- _SUPPLIED INFORMATION_
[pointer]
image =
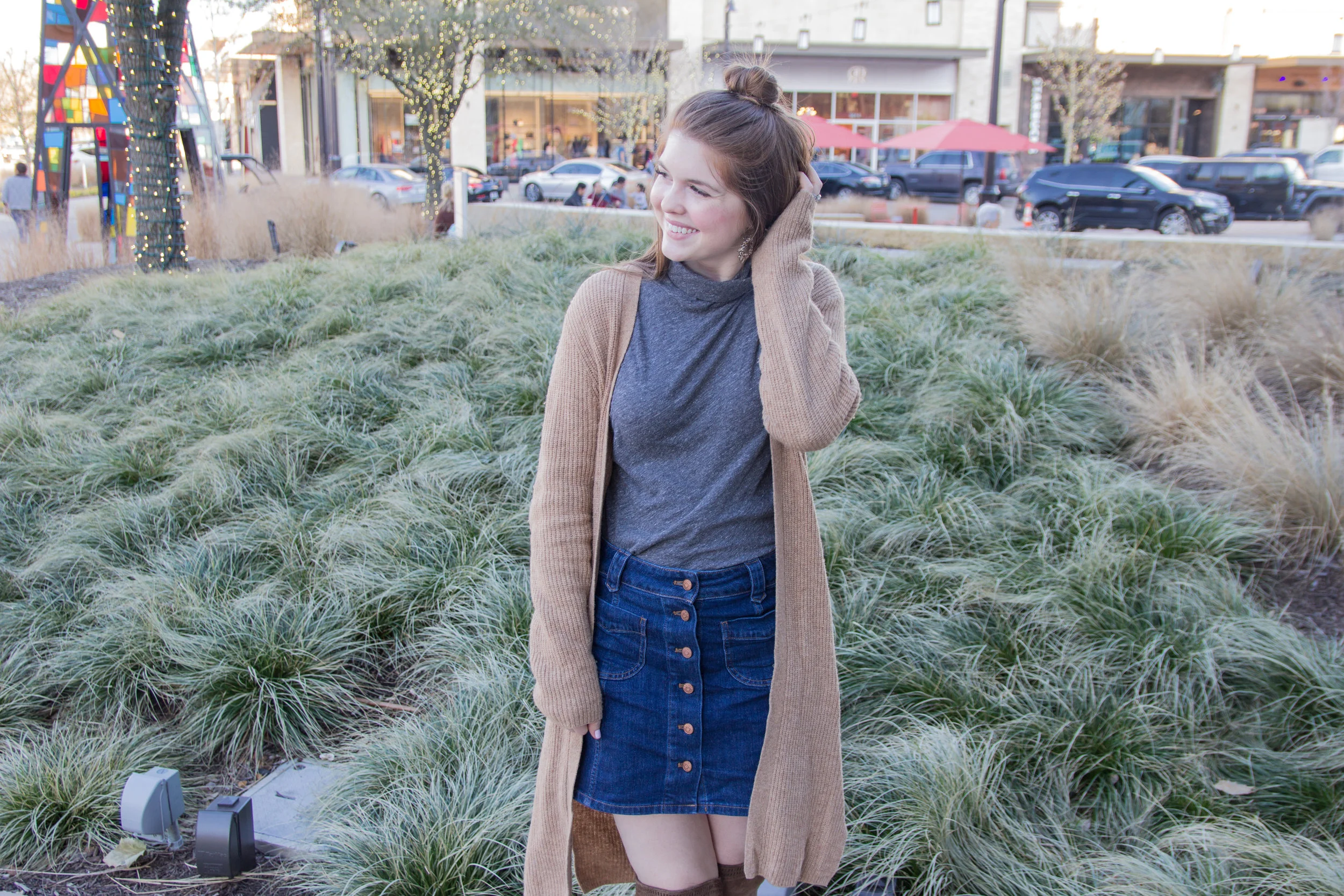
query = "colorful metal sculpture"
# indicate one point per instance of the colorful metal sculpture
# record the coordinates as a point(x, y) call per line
point(81, 109)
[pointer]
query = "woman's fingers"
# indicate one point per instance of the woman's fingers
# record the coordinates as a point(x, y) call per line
point(810, 182)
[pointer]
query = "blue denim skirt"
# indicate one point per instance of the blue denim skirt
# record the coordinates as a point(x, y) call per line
point(684, 658)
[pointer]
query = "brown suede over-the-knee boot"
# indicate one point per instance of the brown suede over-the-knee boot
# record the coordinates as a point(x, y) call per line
point(713, 887)
point(735, 883)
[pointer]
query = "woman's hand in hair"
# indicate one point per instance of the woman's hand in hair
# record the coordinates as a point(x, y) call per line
point(810, 182)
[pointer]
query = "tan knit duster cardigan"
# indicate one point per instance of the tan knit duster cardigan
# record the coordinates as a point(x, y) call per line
point(808, 394)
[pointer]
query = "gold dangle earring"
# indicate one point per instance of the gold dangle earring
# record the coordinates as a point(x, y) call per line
point(745, 250)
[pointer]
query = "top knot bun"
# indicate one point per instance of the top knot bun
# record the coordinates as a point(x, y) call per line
point(752, 82)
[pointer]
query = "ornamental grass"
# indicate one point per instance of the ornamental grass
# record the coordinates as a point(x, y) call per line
point(237, 508)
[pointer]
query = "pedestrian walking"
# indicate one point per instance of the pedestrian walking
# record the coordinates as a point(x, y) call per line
point(988, 214)
point(17, 197)
point(683, 751)
point(577, 197)
point(601, 198)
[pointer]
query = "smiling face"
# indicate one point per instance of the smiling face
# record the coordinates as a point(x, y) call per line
point(702, 222)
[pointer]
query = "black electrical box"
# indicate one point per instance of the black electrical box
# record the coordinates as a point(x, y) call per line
point(225, 845)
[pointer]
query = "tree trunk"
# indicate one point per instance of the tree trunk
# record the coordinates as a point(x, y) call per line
point(433, 131)
point(149, 50)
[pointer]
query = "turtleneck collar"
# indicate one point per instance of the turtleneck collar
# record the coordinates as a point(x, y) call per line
point(702, 291)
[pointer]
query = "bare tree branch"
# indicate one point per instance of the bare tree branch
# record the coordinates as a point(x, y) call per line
point(426, 49)
point(1086, 89)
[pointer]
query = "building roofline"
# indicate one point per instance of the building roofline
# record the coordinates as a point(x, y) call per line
point(1168, 60)
point(856, 50)
point(1332, 61)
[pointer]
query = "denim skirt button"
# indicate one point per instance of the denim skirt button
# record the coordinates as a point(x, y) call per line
point(707, 633)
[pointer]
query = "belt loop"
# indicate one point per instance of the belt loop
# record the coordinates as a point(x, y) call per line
point(614, 569)
point(757, 582)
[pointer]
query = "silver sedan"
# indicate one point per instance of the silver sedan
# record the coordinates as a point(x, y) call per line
point(386, 184)
point(560, 182)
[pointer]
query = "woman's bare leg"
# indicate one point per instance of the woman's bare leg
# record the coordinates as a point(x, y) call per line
point(730, 837)
point(670, 852)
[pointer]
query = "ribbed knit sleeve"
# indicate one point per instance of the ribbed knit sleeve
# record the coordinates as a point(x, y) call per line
point(808, 393)
point(561, 519)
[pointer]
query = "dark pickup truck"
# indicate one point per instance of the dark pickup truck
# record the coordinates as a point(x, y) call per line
point(952, 174)
point(1260, 189)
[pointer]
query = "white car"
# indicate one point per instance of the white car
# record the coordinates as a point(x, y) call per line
point(560, 182)
point(386, 184)
point(1328, 164)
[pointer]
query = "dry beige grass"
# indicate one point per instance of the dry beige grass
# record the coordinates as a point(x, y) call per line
point(1080, 319)
point(1224, 300)
point(1175, 397)
point(1226, 374)
point(311, 218)
point(875, 209)
point(1284, 464)
point(1308, 353)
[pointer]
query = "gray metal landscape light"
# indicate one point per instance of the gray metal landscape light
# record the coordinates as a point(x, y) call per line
point(151, 802)
point(226, 845)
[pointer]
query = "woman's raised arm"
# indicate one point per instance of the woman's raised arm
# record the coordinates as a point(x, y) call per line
point(561, 519)
point(808, 393)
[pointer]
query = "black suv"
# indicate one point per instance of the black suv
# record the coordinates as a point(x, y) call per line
point(1259, 189)
point(1106, 195)
point(952, 174)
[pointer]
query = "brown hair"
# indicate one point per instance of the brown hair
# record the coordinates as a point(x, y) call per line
point(761, 146)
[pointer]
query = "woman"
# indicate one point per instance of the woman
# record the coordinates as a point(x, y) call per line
point(684, 668)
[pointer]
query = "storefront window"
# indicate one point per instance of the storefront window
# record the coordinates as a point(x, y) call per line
point(888, 132)
point(815, 104)
point(541, 125)
point(1146, 131)
point(932, 108)
point(898, 105)
point(388, 128)
point(856, 105)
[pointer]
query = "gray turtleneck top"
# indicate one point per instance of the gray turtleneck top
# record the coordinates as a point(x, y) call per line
point(691, 483)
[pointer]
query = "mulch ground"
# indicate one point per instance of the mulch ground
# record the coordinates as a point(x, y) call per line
point(18, 295)
point(1312, 598)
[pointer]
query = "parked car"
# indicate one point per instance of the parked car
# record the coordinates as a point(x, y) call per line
point(386, 184)
point(1303, 157)
point(1166, 164)
point(560, 182)
point(1260, 189)
point(953, 174)
point(523, 163)
point(480, 187)
point(1112, 195)
point(1327, 164)
point(845, 179)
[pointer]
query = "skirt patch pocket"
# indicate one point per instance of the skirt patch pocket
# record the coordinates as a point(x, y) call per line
point(619, 641)
point(749, 649)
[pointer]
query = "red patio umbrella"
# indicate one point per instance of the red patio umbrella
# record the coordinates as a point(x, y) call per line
point(834, 136)
point(964, 133)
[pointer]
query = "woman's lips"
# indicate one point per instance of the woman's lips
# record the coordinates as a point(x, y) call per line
point(679, 232)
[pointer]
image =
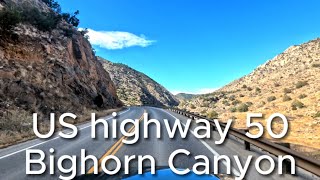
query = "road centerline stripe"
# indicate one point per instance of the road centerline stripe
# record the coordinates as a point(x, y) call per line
point(114, 148)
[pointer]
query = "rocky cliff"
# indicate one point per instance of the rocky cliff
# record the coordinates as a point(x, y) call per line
point(51, 71)
point(135, 88)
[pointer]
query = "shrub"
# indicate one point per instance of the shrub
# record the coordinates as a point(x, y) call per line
point(212, 114)
point(9, 18)
point(192, 106)
point(235, 102)
point(297, 104)
point(226, 103)
point(316, 65)
point(276, 84)
point(286, 98)
point(271, 98)
point(71, 19)
point(300, 84)
point(41, 20)
point(243, 107)
point(287, 90)
point(233, 109)
point(302, 96)
point(249, 103)
point(258, 90)
point(232, 97)
point(316, 114)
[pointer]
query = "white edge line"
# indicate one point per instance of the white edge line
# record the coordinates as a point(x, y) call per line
point(13, 153)
point(235, 171)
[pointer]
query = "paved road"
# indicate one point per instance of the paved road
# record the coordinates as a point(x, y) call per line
point(12, 159)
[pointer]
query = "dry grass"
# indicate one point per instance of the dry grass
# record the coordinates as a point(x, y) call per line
point(16, 125)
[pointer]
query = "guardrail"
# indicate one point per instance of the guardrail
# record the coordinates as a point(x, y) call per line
point(302, 161)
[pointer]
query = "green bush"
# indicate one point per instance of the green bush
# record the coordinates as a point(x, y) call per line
point(212, 114)
point(316, 65)
point(243, 107)
point(297, 104)
point(302, 96)
point(41, 20)
point(235, 102)
point(300, 84)
point(316, 115)
point(287, 90)
point(233, 109)
point(271, 98)
point(9, 18)
point(226, 103)
point(258, 90)
point(276, 84)
point(286, 98)
point(249, 103)
point(232, 97)
point(192, 106)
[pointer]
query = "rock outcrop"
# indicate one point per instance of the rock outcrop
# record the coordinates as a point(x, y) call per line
point(53, 71)
point(288, 84)
point(135, 88)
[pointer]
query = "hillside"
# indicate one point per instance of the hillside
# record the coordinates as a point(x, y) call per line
point(135, 88)
point(288, 84)
point(184, 96)
point(46, 66)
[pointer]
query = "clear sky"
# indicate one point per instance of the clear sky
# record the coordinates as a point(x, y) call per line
point(195, 45)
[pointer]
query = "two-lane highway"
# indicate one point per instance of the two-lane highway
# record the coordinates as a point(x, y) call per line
point(13, 159)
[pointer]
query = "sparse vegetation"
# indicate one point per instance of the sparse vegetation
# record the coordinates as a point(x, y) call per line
point(212, 114)
point(9, 18)
point(297, 104)
point(286, 98)
point(300, 84)
point(235, 102)
point(287, 90)
point(316, 65)
point(271, 98)
point(276, 84)
point(316, 115)
point(192, 106)
point(233, 109)
point(243, 107)
point(258, 90)
point(302, 96)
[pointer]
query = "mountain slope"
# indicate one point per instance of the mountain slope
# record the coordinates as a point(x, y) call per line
point(135, 88)
point(288, 84)
point(46, 72)
point(184, 96)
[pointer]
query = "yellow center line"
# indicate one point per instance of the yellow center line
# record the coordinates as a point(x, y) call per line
point(114, 149)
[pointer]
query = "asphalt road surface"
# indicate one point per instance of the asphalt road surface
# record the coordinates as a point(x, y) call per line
point(13, 159)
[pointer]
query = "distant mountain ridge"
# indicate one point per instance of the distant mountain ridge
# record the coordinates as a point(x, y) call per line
point(136, 88)
point(288, 84)
point(185, 96)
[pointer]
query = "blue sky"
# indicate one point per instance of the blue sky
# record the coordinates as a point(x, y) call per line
point(191, 45)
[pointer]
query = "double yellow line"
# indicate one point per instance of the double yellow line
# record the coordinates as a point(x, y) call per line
point(114, 148)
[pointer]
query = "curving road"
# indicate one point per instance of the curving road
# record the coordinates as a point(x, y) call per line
point(13, 165)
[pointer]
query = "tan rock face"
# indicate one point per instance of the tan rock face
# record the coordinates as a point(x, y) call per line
point(289, 84)
point(135, 88)
point(50, 72)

- _WORK TO BE COMPLETED_
Please rewrite the entries from the start through the line containing "point(745, 250)", swapping "suede" for "leather" and keeping everything else the same. Omit the pictures from your answer.

- _ANSWER FOR THE TASK_
[pointer]
image =
query = "colorful metal sculpture"
# indicate one point per instance of the colorful metal sculpture
# record the coordinates as a point(x, y) call per line
point(81, 109)
[pointer]
query = "woman's fingers"
# indicate one point per instance of the woman's fingers
# record the coordinates as a point(x, y) call per line
point(810, 182)
[pointer]
query = "blue denim skirt"
# indicate one point per instance of the blue denim skirt
# record the coordinates as a point(x, y) call per line
point(684, 658)
[pointer]
query = "brown leather over-the-knee boot"
# indicate one point per instance of the brown leather over-the-knee boot
# record the coordinates as a point(x, y) call per line
point(713, 887)
point(735, 883)
[pointer]
query = "woman's hand in hair"
# indicate one point per instance of the woman's hand in hair
# record the coordinates as a point(x, y) call per line
point(810, 182)
[pointer]
query = "tan knit duster cardigan"
# indicate one point per instance of the tan knit duster cardigan
# record the coordinates as a point(x, y) call per line
point(808, 394)
[pointer]
query = "gold dangle earring"
# indicate one point per instance of the gold dangle earring
# record the coordinates as a point(x, y) call per line
point(745, 250)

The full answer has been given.